[start DOCUMENT TEXT]

Recently I satisfied my yen to see Coronation Street, the forever British soap opera, which I had heard so much about for decades. I discovered episodes on YouTube. And naturally, with my attitude, I wanted to see the earliest episodes, circa 1960, not the latest. The show is still running.

The first episode, which you can see here, begins with two girls playing a street game. They chant an old rhyme in the dark. It occurs to me that the ancient Mesopotamians, some five millennia earlier, would have understood the opening of Coronation Street perfectly.

Nothing would have seemed more appropriate to them than that an important storytelling should begin with a ritual chant. Rituals confer power and legitimacy. Storytelling, rituals and how we see our lives, all mesh together. We’ve lost that integrated feeling in our fiction, except in certain surprising resurfacings, like the opening of Coronation Street.

In my quest to find the earliest stories ever, I came across Myths from Mesopotamia translated by Stephanie Dalley, an Oxford World Classic. Now if you can find earlier stories than that, please let me know. But these are the most ancient tales I could find.

There must have been earlier folk tales circulating around. But being prehistoric, they haven’t been preserved. So there are probably millennia of lost stories and lost storytellers, many generations of them, that we will never hear about.

Of course you can assume that this oral tradition affected the first written stories. But the rise of literacy and the foundation of the earliest cities go hand-in-hand. The first recorded storytellers were urbanites and this would have affected the nature of their tales. So we can’t be sure they’d be the same kind of stories.

Coincident or close to the formation of the first cities would be the invention or accidental discovery of beer. Beer is an instrument of civilization. The citizens of the originary cities may have been the first people to feast with alcoholic beverages. The communal consumption of beer would have reinforced group solidarity and the telling of stories would have been featured at the earliest banquets. So I associate beer with the formation of literacy. You may be skeptical of my theory.

[end DOCUMENT TEXT]
[start SUPPLIED DATA]

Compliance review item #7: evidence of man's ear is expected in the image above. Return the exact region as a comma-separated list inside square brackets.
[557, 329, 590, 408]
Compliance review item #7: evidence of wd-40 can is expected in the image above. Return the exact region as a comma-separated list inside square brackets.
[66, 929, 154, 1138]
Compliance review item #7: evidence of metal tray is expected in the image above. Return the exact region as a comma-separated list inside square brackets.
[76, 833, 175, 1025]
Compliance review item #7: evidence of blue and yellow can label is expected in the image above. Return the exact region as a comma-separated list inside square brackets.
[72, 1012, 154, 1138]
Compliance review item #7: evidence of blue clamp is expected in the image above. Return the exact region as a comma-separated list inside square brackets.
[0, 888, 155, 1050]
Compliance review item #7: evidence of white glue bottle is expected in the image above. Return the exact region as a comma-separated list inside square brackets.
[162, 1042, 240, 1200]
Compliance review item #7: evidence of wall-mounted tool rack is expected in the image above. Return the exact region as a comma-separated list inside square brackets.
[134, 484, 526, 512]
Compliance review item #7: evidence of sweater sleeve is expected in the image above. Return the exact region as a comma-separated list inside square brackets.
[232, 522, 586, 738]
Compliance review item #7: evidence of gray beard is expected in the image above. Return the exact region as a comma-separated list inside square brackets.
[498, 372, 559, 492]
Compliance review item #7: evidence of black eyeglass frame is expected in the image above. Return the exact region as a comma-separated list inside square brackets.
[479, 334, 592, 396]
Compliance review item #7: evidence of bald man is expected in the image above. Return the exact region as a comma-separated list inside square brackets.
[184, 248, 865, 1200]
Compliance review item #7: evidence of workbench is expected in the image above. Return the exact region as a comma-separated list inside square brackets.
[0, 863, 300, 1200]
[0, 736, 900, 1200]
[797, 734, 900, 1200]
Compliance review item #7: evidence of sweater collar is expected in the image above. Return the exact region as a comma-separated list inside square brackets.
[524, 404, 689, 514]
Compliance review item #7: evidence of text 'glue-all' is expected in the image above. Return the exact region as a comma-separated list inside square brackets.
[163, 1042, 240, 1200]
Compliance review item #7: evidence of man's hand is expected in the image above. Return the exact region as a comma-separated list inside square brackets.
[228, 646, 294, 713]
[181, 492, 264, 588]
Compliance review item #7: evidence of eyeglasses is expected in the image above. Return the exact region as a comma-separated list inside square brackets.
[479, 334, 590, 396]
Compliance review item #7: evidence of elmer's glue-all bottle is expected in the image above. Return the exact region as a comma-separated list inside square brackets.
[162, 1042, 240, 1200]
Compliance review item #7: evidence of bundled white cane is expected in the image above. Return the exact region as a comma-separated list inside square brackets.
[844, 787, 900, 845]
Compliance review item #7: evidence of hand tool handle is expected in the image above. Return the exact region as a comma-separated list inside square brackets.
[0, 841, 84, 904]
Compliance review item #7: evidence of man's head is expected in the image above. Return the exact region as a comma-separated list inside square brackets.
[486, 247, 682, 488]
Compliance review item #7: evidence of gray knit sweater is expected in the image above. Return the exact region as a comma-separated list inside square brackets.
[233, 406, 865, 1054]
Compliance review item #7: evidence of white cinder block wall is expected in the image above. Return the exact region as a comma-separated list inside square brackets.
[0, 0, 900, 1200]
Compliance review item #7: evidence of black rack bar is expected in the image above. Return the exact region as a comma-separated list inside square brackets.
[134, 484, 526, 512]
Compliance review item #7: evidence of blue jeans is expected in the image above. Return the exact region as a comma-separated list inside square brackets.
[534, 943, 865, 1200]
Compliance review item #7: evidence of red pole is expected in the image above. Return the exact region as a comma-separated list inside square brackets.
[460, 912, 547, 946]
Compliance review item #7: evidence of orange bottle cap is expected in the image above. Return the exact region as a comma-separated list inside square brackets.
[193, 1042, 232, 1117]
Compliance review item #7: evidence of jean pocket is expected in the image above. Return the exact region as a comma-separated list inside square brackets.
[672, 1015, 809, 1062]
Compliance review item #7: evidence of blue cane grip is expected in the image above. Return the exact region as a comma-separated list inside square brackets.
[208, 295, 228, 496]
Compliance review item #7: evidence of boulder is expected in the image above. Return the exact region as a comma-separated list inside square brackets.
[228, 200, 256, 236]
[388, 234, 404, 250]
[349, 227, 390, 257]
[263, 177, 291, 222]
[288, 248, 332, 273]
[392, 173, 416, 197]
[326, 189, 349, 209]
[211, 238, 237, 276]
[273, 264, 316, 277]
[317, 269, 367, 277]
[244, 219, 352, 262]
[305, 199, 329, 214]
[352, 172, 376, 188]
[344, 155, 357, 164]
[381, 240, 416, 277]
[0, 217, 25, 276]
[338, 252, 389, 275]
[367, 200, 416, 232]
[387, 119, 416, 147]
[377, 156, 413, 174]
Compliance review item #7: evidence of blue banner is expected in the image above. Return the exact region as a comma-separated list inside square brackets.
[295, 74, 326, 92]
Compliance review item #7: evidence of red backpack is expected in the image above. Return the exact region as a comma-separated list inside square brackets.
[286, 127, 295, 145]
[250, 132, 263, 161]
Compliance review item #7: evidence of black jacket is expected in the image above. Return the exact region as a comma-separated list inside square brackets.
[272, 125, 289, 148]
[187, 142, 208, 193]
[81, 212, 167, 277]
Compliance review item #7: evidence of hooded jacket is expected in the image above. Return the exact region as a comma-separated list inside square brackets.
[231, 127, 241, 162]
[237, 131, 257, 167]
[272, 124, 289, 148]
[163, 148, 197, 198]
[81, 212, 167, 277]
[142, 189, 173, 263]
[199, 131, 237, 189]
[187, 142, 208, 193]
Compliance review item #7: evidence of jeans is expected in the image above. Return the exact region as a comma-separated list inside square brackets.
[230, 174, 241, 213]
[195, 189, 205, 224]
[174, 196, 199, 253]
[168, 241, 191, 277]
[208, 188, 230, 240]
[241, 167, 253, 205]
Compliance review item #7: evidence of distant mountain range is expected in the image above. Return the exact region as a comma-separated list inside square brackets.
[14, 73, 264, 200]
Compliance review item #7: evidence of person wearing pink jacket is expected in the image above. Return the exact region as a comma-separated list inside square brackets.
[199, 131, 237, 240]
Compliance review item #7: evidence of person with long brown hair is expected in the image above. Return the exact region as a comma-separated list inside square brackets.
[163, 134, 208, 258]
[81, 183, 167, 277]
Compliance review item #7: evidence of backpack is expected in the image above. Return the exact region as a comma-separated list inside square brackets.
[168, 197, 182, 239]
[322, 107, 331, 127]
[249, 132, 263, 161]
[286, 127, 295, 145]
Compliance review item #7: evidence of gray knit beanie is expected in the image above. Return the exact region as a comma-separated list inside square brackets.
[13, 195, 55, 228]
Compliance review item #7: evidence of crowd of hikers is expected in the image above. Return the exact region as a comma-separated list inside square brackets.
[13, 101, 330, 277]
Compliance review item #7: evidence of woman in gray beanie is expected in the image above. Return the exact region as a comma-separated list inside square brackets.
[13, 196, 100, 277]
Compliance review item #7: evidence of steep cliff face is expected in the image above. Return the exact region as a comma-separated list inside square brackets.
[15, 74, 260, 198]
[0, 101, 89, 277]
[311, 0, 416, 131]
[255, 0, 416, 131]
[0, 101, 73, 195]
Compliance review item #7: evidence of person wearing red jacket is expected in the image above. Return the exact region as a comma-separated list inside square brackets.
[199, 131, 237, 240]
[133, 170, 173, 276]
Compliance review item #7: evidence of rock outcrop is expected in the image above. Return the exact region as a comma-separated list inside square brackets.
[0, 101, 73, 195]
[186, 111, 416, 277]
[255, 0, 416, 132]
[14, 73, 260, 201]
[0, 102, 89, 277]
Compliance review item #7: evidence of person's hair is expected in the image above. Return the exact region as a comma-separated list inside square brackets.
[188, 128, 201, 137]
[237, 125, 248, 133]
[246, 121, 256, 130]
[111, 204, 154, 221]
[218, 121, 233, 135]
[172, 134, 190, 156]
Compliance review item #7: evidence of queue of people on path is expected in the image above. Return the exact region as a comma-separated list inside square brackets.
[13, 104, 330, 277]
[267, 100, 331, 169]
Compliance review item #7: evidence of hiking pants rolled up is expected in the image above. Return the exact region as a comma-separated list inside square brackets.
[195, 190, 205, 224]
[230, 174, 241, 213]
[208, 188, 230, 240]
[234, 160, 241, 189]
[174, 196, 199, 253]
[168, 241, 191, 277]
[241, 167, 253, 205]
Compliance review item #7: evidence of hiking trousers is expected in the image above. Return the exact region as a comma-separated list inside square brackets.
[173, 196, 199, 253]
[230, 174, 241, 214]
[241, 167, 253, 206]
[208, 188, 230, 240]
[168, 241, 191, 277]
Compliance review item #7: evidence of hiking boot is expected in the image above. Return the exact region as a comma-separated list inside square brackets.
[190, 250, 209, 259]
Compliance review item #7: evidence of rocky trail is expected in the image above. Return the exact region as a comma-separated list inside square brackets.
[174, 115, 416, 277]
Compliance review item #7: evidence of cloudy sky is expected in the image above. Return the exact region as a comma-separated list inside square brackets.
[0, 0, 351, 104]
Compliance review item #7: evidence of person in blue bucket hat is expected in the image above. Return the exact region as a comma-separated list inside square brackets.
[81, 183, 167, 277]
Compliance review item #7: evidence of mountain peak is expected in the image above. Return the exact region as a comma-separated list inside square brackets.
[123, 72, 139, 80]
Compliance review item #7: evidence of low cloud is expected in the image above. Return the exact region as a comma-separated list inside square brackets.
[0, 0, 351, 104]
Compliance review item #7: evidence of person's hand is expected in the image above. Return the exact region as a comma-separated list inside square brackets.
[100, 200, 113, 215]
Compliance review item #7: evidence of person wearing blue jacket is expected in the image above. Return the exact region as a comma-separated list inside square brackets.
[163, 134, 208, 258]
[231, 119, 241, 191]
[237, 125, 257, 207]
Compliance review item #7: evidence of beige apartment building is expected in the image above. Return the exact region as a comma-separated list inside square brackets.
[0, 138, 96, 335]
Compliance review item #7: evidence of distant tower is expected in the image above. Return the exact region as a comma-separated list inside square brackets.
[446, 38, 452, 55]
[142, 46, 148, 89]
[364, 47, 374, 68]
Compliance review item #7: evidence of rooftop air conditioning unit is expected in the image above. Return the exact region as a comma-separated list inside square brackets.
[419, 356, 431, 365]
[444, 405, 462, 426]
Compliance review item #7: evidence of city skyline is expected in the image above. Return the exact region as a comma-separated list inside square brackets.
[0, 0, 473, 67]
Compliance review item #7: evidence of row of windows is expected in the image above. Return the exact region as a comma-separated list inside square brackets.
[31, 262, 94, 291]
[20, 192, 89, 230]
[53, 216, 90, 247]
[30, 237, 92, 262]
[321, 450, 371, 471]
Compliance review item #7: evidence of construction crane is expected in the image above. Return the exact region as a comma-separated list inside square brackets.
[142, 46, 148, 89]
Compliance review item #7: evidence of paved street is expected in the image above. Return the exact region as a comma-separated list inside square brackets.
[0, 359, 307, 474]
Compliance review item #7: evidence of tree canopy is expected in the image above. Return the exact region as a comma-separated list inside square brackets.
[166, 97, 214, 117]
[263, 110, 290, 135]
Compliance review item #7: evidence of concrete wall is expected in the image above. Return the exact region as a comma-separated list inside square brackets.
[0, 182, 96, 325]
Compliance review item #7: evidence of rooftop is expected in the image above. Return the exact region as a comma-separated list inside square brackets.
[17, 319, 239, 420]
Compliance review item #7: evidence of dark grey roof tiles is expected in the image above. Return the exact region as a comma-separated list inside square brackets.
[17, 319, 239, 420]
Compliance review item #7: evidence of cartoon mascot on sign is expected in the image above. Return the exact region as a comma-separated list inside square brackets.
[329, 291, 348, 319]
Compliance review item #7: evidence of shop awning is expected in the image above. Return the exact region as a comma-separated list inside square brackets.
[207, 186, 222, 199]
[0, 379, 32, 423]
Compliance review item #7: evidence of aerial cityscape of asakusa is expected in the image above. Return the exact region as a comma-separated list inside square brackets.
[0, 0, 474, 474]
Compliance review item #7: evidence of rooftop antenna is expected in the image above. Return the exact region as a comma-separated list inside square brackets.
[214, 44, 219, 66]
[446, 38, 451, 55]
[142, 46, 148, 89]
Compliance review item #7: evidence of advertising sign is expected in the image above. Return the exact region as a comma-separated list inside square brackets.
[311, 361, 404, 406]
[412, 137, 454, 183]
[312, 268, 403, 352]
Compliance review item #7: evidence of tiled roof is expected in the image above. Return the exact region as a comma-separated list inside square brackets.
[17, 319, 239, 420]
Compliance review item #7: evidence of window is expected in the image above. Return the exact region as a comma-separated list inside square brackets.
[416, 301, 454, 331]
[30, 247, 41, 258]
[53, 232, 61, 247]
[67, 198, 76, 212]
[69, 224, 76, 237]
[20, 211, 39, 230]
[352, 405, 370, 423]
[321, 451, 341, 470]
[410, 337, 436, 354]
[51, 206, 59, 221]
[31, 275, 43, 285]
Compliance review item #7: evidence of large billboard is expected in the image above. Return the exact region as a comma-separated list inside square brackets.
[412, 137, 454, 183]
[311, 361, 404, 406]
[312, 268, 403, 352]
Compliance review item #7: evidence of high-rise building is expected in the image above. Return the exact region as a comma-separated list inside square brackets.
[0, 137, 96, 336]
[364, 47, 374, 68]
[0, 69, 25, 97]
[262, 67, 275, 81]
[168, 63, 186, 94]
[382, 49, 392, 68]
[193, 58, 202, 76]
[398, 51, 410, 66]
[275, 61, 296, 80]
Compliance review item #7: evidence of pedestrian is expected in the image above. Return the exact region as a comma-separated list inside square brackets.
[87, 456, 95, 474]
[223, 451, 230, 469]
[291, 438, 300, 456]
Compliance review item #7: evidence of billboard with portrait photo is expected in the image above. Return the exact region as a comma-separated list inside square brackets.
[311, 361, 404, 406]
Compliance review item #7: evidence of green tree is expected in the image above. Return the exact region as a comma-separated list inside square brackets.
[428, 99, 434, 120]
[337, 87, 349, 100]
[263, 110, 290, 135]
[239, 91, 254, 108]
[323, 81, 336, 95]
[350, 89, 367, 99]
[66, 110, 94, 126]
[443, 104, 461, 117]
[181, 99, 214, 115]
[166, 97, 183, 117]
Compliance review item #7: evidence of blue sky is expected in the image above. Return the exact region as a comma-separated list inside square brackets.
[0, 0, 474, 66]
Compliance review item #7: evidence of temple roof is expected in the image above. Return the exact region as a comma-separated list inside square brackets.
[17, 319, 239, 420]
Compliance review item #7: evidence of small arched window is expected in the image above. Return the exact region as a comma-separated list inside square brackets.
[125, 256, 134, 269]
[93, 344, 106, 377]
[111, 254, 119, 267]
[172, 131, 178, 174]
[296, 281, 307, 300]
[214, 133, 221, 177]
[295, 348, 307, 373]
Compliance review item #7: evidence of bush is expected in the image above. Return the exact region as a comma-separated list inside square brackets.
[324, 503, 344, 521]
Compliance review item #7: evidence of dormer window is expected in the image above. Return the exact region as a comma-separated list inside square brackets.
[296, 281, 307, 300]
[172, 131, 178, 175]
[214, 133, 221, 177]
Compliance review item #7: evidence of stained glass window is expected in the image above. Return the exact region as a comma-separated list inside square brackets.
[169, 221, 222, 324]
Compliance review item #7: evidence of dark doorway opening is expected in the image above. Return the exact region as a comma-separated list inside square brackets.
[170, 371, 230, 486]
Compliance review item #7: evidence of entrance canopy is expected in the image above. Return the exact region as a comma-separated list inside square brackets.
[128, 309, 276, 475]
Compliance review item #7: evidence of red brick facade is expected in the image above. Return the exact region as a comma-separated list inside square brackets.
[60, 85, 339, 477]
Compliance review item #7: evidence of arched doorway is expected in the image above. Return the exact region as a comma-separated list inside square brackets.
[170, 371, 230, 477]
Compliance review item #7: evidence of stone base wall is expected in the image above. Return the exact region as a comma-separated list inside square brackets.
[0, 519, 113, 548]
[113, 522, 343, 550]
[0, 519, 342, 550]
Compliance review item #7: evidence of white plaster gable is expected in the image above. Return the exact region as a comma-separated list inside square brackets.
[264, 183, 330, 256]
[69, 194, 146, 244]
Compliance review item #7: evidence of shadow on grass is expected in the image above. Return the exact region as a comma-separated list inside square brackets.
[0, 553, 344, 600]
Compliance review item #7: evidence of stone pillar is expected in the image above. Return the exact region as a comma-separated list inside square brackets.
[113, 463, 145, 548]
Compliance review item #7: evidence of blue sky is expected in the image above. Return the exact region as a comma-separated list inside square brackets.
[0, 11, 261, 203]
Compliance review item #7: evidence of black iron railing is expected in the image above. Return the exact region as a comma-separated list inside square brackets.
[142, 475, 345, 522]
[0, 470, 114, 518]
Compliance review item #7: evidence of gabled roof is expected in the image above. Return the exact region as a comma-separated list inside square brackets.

[end SUPPLIED DATA]

» **PROBLEM SET**
**a)** Retype the passage of the essay on Coronation Street and early storytelling from "Nothing would have" up to and including "I could find.".
**b)** Put the records from the line with "Compliance review item #7: evidence of workbench" up to and including the line with "[797, 734, 900, 1200]" into a two-column CSV with the columns request and region. Include only those records, with one row per request, each value in its own quoted field and line breaks replaced by spaces.

» **RESULTS**
**a)**
Nothing would have seemed more appropriate to them than that an important storytelling should begin with a ritual chant. Rituals confer power and legitimacy. Storytelling, rituals and how we see our lives, all mesh together. We’ve lost that integrated feeling in our fiction, except in certain surprising resurfacings, like the opening of Coronation Street.

In my quest to find the earliest stories ever, I came across Myths from Mesopotamia translated by Stephanie Dalley, an Oxford World Classic. Now if you can find earlier stories than that, please let me know. But these are the most ancient tales I could find.

**b)**
request,region
"Compliance review item #7: evidence of workbench is expected in the image above. Return the exact region as a comma-separated list inside square brackets.","[0, 863, 300, 1200] [0, 736, 900, 1200] [797, 734, 900, 1200]"